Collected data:
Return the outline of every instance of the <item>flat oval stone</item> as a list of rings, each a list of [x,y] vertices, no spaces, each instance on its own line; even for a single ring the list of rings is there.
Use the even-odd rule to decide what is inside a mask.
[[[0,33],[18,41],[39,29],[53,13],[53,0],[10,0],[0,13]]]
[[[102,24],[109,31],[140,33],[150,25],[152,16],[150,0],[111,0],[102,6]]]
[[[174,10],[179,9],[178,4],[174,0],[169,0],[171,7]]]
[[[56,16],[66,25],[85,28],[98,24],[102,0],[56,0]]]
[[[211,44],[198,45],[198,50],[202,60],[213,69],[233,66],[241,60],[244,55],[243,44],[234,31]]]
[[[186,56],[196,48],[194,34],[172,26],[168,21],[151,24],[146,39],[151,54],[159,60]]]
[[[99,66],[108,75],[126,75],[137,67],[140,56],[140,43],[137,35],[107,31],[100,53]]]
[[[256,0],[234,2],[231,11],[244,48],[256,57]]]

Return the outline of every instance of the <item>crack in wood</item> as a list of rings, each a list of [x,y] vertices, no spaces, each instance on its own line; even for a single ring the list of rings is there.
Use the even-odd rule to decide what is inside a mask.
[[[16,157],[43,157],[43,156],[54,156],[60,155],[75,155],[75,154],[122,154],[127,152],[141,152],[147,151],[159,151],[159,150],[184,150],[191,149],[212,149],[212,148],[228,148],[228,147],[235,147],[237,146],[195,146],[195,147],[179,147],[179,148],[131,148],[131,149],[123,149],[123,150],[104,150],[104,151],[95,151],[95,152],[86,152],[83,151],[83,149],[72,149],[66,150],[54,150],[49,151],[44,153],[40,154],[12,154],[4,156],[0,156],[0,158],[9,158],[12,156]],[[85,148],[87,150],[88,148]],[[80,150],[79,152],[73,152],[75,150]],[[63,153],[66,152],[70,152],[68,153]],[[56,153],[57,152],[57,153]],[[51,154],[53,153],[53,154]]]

**Task description:** Rewrite the lines above as a numbered list, leaving out any blank lines.

**Solution to the problem:**
1. Return the outline of every instance of the <item>flat oval stone</item> as a list of rings, each a list of [x,y] vertices, no spaces, each instance on its own line; even for a single ring the list of rings is there.
2. Use the even-odd rule to decide what is inside a mask.
3. [[[0,33],[18,41],[39,29],[53,13],[53,0],[10,0],[0,13]]]
4. [[[102,24],[109,31],[140,33],[150,25],[152,16],[150,0],[111,0],[102,6]]]
5. [[[174,10],[179,9],[178,4],[174,0],[169,0],[171,7]]]
6. [[[56,16],[66,25],[85,28],[98,24],[102,0],[56,0]]]
7. [[[211,44],[198,45],[198,50],[202,60],[213,69],[233,66],[241,60],[244,55],[243,44],[234,31]]]
8. [[[186,56],[196,48],[194,34],[172,26],[168,21],[151,24],[146,39],[151,54],[159,60]]]
9. [[[99,66],[108,75],[126,75],[137,67],[140,56],[140,43],[137,35],[107,31],[100,53]]]
10. [[[256,0],[234,2],[231,11],[244,48],[256,57]]]
11. Return the outline of every instance of the <item>crack in wood</item> as a list of rings, each a list of [x,y] vertices, no spaces, each instance on its own line; even for a single ring the list of rings is there.
12. Use the even-odd rule to decide what is inside a mask.
13. [[[16,157],[43,157],[43,156],[54,156],[60,155],[75,155],[75,154],[122,154],[127,152],[141,152],[147,151],[159,151],[159,150],[184,150],[191,149],[212,149],[212,148],[228,148],[228,147],[235,147],[237,146],[195,146],[195,147],[179,147],[179,148],[131,148],[131,149],[123,149],[123,150],[104,150],[104,151],[95,151],[95,152],[86,152],[83,151],[83,149],[72,149],[66,150],[54,150],[49,151],[44,153],[40,154],[12,154],[4,156],[0,156],[0,158],[9,158],[12,156]],[[85,148],[87,150],[88,148]],[[80,150],[79,152],[73,152],[75,150]],[[63,153],[66,152],[70,152],[68,153]],[[56,153],[57,152],[57,153]],[[51,154],[53,153],[53,154]]]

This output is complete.